- Task prompt -
Give the listing again in full, exactly as written.
··· Material supplied ···
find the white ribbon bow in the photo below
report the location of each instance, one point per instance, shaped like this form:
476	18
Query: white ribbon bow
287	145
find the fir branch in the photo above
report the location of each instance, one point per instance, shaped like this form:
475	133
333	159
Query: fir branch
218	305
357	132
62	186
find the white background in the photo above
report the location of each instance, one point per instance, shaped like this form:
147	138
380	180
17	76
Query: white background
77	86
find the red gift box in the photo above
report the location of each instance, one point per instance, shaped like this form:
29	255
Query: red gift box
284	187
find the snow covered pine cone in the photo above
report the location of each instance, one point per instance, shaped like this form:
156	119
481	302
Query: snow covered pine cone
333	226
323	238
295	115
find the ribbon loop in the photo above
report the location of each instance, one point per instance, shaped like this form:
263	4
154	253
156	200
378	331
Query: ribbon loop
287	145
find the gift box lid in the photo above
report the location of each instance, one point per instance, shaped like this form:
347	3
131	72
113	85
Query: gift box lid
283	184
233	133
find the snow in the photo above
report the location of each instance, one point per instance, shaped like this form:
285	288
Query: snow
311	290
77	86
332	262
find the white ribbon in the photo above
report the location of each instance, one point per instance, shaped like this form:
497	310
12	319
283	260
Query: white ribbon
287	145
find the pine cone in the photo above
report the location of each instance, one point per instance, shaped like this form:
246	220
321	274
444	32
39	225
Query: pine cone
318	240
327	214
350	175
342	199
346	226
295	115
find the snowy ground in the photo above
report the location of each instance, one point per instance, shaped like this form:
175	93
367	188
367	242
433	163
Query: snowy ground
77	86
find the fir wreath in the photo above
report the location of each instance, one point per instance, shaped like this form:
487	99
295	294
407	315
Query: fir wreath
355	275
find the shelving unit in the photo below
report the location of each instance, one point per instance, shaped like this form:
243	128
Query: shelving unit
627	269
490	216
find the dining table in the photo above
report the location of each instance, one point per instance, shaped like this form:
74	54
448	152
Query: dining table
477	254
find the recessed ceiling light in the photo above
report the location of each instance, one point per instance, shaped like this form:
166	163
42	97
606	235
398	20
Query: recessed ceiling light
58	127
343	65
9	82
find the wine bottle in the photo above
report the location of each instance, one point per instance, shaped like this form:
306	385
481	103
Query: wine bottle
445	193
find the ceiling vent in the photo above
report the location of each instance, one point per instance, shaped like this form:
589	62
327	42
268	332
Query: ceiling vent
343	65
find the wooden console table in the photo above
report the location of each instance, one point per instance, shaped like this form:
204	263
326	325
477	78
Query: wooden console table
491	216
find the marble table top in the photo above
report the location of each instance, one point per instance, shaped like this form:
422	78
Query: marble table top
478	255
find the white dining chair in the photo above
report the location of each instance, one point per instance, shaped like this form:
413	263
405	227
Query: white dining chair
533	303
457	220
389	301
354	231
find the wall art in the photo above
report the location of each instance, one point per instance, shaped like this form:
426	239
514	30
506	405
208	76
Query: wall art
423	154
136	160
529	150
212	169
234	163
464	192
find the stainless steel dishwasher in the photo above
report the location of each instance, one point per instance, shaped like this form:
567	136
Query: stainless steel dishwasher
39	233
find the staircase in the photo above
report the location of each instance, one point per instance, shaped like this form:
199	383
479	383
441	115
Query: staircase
···
- Response -
find the white ribbon bow in the photo below
report the location of each instance, one point per instance, shaped like this form:
476	18
Query: white ribbon bow
287	145
find the fir branch in the photo above
report the location of each instance, one point per instance, shaped like this form:
475	133
333	159
Query: fir branch
218	305
357	132
62	186
find the white background in the photo above
report the location of each instance, one point per instance, shaped like this form:
147	138
380	180
17	76
Query: white background
77	86
find the red gift box in the photo above
report the location of each instance, one point per instance, shaped like this form:
29	255
Query: red gift box
284	187
find the snow covered pine cone in the photo above
report the location of each instance, one point per instance, shaped like this form:
156	119
481	302
Query: snow covered pine cone
333	226
323	238
295	115
find the ribbon loop in the photo above
report the location of each instance, one point per instance, shaped like this form:
263	4
154	253
156	200
378	331
Query: ribbon loop
287	145
find the gift box lid in the photo above
report the location of each instance, one point per instance, shaped like this form:
347	3
131	72
113	85
Query: gift box lid
283	184
233	133
find the snow in the photo above
report the location of each instance, one point per instance, shaped like this form:
285	288
Query: snow
311	290
77	86
332	262
find the white ribbon in the photo above
report the location of each instance, one point per instance, shaped like this form:
497	310
12	319
283	260
Query: white ribbon
287	145
find the pine cone in the photo above
report the location of each instance, one point per instance, shaped like this form:
246	220
321	274
444	32
39	225
Query: pine cone
318	240
327	214
350	175
342	199
346	226
295	115
find the snowy ground in the photo above
report the location of each instance, one point per instance, shaped like this form:
175	93
367	188
367	242
433	163
Query: snowy ground
77	86
find the fir wreath in the photo above
report the location of each instance, one point per instance, shaped like this form:
487	99
295	294
407	315
Query: fir wreath
355	275
find the shelving unit in the photo below
report the location of each instance, one point per instance, shaped like this form:
243	128
Query: shelving unit
627	269
490	216
find the dining table in the photo above
report the location of each instance, one point per instance, shaped like this form:
74	54
448	152
Query: dining table
477	254
find the recessed ceiling light in the photo above
report the location of each instance, one point per instance, shaped like this form:
166	163
42	97
606	235
398	20
Query: recessed ceiling light
58	127
343	65
9	82
find the wine bottle in the photo above
report the location of each instance, one point per instance, shaped like this form:
306	385
481	103
Query: wine bottle
445	193
find the ceiling vent in the photo above
report the location of each instance, one point per instance, shaped like this form:
589	62
327	42
268	332
Query: ceiling vent
343	65
find the wooden console table in the photo above
report the location of each instance, one point per instance, shaped like this form:
204	263
326	325
477	78
Query: wooden console table
491	216
find the marble table top in the photo above
report the location of each instance, one point per instance, shaped like this form:
422	78
Query: marble table top
478	255
find the white dining chair in the photo above
report the location of each instance, one point per instance, shaped like this form:
413	263
405	227
Query: white dining chair
533	303
457	220
389	301
354	231
find the wall art in the photo above
report the location of each instance, one point per instance, shaped like this form:
426	239
514	30
506	405
208	76
Query: wall art
423	154
136	160
529	150
212	169
234	163
464	192
find the stainless steel dishwasher in the photo above
report the location of each instance, one point per instance, shaped like this form:
567	136
Query: stainless steel dishwasher
39	233
find the staircase in the photo above
report the location of each instance, one point per instance, shaped like this form:
199	383
479	383
441	115
Query: staircase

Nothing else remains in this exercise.